WHAT IS NEEDED
Extract every line in the listing below that contains the word "military".

* BEGIN *

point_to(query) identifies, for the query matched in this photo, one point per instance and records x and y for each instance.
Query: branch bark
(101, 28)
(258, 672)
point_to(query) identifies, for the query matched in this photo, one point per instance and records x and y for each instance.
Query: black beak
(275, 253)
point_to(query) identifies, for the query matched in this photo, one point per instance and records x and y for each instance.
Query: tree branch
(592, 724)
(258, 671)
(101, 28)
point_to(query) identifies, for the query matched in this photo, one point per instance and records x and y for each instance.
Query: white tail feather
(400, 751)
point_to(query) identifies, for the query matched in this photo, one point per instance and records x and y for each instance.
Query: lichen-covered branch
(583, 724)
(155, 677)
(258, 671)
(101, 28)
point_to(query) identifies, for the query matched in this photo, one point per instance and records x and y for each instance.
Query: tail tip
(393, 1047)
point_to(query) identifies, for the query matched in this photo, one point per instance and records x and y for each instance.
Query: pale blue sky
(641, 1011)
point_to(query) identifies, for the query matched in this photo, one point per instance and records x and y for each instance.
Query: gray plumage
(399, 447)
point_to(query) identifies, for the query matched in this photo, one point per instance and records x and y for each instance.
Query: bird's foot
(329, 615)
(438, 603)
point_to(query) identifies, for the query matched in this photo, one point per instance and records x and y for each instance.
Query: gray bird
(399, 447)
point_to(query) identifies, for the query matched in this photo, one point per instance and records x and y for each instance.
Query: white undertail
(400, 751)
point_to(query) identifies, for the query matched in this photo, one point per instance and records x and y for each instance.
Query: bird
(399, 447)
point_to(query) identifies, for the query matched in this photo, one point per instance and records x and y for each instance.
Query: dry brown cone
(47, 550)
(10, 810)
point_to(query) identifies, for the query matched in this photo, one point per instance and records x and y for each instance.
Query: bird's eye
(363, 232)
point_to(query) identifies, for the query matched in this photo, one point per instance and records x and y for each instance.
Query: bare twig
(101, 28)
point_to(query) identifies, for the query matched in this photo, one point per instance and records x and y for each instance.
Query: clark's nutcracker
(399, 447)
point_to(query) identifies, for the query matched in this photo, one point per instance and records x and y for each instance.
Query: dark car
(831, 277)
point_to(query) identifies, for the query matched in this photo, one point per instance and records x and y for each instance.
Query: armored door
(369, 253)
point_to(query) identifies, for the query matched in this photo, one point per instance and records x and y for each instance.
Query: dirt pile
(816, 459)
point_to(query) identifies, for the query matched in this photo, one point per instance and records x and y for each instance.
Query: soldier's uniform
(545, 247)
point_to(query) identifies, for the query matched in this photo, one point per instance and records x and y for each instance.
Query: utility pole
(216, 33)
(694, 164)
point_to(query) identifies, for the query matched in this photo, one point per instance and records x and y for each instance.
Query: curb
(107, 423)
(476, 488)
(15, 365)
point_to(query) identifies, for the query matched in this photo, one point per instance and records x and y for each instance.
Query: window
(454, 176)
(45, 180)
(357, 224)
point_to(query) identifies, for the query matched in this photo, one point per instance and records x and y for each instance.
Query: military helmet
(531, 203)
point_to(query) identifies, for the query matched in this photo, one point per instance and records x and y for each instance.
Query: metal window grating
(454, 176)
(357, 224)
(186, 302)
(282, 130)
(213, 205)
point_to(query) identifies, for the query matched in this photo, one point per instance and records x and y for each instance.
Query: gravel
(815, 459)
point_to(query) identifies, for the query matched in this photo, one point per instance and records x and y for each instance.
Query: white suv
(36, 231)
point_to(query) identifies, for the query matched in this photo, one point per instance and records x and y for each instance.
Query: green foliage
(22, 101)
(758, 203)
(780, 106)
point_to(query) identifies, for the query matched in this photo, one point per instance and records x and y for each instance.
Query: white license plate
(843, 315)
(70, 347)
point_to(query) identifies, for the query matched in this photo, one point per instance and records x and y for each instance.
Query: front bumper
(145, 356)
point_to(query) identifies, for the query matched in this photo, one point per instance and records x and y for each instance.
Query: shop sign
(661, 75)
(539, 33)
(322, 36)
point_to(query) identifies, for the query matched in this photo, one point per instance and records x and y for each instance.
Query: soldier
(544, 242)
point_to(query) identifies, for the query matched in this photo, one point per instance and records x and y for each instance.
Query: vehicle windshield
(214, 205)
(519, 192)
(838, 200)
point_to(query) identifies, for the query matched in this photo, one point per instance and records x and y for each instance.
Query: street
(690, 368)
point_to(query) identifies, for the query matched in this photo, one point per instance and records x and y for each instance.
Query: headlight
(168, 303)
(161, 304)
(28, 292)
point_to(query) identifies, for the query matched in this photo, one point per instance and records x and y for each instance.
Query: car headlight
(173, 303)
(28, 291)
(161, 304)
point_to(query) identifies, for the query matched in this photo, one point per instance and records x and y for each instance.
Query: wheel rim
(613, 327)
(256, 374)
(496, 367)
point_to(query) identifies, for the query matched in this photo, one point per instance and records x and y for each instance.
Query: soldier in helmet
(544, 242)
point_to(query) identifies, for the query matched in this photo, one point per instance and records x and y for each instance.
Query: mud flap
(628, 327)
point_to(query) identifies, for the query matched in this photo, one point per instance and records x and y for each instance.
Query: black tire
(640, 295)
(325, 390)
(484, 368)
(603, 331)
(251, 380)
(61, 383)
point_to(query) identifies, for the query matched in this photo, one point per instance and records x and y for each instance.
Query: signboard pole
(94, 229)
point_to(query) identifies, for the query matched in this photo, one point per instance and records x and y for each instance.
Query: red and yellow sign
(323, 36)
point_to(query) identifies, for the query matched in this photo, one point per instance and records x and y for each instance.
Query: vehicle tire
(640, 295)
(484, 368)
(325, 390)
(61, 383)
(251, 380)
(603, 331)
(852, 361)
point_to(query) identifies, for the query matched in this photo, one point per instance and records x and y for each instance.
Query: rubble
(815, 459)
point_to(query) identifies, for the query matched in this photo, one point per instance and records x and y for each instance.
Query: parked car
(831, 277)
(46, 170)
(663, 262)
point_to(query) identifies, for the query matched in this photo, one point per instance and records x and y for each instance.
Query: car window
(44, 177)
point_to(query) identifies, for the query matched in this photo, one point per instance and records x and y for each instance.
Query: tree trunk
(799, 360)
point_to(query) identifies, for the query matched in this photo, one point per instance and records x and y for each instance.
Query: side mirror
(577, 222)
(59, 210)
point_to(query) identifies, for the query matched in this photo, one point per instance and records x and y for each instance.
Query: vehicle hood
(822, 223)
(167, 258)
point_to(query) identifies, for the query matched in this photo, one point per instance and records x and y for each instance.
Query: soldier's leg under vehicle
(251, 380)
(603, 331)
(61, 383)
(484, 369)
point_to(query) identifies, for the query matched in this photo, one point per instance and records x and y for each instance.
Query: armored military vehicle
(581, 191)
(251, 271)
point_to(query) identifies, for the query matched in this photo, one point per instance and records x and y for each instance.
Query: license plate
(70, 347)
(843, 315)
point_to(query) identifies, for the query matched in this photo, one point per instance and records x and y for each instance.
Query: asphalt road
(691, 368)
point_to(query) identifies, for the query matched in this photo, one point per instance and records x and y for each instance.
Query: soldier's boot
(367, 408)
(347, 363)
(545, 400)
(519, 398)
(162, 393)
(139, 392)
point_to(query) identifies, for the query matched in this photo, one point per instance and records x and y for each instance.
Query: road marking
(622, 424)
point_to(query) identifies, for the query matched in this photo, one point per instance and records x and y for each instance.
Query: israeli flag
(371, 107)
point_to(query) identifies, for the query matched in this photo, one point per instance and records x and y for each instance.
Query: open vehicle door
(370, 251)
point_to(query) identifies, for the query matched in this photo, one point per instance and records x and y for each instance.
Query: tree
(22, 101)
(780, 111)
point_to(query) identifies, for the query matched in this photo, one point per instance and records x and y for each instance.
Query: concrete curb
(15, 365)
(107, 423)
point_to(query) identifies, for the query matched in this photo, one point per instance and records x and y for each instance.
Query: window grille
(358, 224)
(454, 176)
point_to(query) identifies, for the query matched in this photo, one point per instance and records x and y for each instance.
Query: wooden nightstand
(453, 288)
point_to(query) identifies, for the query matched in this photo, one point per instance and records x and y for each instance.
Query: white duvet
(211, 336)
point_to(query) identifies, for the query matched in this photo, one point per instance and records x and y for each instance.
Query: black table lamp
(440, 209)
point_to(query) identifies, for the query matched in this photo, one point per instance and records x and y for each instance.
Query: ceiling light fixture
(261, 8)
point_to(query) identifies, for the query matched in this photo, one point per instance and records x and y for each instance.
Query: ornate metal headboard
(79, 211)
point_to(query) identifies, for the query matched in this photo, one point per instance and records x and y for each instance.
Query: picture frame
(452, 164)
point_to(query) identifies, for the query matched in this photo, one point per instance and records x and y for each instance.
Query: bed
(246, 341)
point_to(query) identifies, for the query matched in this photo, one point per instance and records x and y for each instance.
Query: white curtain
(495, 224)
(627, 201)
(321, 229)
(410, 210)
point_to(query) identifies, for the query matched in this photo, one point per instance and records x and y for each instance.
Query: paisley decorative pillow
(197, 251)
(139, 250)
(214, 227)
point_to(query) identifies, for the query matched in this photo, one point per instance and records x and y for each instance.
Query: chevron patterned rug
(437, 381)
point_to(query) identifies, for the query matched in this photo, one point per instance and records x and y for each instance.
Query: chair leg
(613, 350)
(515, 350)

* END *

EXERCISE OUTPUT
Query: military helmet
Query: armored military vehicle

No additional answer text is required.